*** Reading text

Re: [Gluster-devel] Fuse client hangs on doing multithreading IO tests

2016-06-25 Thread len...@storswift.com
Hi,

Sorry, the client OS version is CentOS 6.6, not 6.7.

And I find it is not the problem of GlusterFS. It's a kernel problem. 
futex_wait() may cause deadlock.

https://groups.google.com/forum/#!msg/mechanical-sympathy/QbmpZxp6C64/nMhNjQPTeLEJ
 

It just happens on CentOS 6.5. The bug was fixed on kernel 2.6.32-504.16.2. 
After I upgrade the kernel, then I have not seen this problem until now. I will 
continue the test to confirm it is solved.

Thanks,
Paul
 
From: paul
Date: 2016-06-25 01:44
To: FNU Raghavendra Manjunath
CC: gluster-devel@gluster.org; gluster-us...@gluster.org
Subject: Re: [Gluster-devel] Fuse client hangs on doing multithreading IO tests
Hi, Raghavendra,

The typical file size is 2GB. I remember that the problem existed if I use 10MB 
file size.

I have attached the logs. The attachment file includes the logs of one client 
and two servers.

This time the client hung at 16:48 on June 24.  

Thanks,
Paul

 Original Message  
Sender: FNU Raghavendra Manjunath<rab...@redhat.com>
Recipient: 冷波<len...@storswift.com>
Cc: gluster-devel@gluster.org<gluster-devel@gluster.org>; 
gluster-us...@gluster.org<gluster-us...@gluster.org>
Date: Friday, Jun 24, 2016 23:18
Subject: Re: [Gluster-devel] Fuse client hangs on doing multithreading IO tests


Hi,

Any idea how big were the files that were being read?

Can you please attach the logs from all the gluster server and client nodes? 
(the logs can be found in /var/log/glusterfs)

Also please provide the /var/log/messages from all the server and client nodes.

Regards,
Raghavendra


On Fri, Jun 24, 2016 at 10:32 AM, 冷波 <len...@storswift.com> wrote:
Hi,

We found a problem when doing traffic tests. We created a replicated volume 
with two storage nodes (CentOS 6.5). There was one FUSE client (CentOS 6.7)

******
*** Material

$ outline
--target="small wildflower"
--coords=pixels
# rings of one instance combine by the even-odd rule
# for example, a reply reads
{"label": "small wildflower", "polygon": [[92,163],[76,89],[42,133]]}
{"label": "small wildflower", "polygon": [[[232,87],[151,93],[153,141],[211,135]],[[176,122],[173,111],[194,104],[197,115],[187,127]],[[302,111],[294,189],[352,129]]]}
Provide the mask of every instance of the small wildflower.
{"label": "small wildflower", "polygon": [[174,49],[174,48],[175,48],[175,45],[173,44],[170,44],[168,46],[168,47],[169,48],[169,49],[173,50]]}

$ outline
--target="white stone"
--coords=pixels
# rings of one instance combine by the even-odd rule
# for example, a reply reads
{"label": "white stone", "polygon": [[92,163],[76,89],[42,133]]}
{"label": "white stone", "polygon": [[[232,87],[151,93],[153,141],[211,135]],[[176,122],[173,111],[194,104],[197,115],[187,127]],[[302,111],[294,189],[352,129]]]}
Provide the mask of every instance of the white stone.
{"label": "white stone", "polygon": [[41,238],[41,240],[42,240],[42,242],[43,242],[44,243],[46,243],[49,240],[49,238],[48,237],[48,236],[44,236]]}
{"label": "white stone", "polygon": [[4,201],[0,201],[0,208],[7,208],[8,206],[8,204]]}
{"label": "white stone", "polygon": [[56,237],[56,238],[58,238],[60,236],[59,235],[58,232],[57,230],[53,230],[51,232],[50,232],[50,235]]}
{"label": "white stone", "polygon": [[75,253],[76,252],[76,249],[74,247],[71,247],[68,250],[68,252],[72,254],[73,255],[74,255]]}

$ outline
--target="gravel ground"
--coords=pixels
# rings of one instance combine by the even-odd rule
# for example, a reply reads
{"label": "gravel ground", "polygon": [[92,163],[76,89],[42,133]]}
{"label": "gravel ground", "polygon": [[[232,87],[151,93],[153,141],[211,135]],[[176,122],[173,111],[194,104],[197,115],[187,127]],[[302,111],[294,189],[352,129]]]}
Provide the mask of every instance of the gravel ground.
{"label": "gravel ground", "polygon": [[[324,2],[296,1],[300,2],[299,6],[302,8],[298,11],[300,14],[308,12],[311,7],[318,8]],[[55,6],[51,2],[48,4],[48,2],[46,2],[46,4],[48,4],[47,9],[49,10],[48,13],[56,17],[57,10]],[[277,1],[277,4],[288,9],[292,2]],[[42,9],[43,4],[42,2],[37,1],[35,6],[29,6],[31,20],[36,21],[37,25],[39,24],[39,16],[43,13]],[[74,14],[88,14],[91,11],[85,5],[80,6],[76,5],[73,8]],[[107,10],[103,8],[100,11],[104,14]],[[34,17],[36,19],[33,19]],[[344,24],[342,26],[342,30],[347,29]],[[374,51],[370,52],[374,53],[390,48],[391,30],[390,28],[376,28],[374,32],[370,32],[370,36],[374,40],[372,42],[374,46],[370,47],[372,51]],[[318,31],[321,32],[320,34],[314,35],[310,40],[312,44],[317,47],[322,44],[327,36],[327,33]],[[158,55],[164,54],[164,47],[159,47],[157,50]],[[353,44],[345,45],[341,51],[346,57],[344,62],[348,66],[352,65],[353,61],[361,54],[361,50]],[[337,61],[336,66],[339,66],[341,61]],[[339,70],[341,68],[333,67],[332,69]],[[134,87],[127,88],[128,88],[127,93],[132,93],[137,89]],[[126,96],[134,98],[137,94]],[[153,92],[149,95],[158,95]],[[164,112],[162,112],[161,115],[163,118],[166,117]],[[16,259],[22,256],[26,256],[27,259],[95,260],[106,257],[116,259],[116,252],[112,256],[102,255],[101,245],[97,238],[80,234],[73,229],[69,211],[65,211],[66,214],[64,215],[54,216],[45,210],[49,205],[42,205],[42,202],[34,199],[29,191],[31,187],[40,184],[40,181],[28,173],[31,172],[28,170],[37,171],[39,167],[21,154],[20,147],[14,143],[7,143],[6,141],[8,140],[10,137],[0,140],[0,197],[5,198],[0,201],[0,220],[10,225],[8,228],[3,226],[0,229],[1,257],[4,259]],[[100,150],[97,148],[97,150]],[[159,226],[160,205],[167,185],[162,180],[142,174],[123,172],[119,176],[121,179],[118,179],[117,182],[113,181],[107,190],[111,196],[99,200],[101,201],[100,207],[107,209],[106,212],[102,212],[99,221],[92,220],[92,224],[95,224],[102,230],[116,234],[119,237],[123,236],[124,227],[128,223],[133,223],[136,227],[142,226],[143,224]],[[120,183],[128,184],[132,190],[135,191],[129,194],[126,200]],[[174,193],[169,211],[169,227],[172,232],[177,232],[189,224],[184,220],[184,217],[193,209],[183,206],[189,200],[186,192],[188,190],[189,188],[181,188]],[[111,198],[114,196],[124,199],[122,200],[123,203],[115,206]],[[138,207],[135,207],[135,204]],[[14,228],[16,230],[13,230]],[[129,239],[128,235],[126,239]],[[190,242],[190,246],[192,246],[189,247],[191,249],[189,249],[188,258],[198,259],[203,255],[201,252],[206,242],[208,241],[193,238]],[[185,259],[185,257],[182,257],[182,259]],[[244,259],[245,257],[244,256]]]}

******

Problems and tasks.
1) List each distinct email address that appears in the thread, one per line.
2) From the thread, repeat word for word the part that opens with the words containing "The typical file" and closes with "and two servers.".

Solutions in order.
1)
len...@storswift.com
gluster-devel@gluster.org
gluster-us...@gluster.org
rab...@redhat.com

2)
The typical file size is 2GB. I remember that the problem existed if I use 10MB 
file size.

I have attached the logs. The attachment file includes the logs of one client 
and two servers.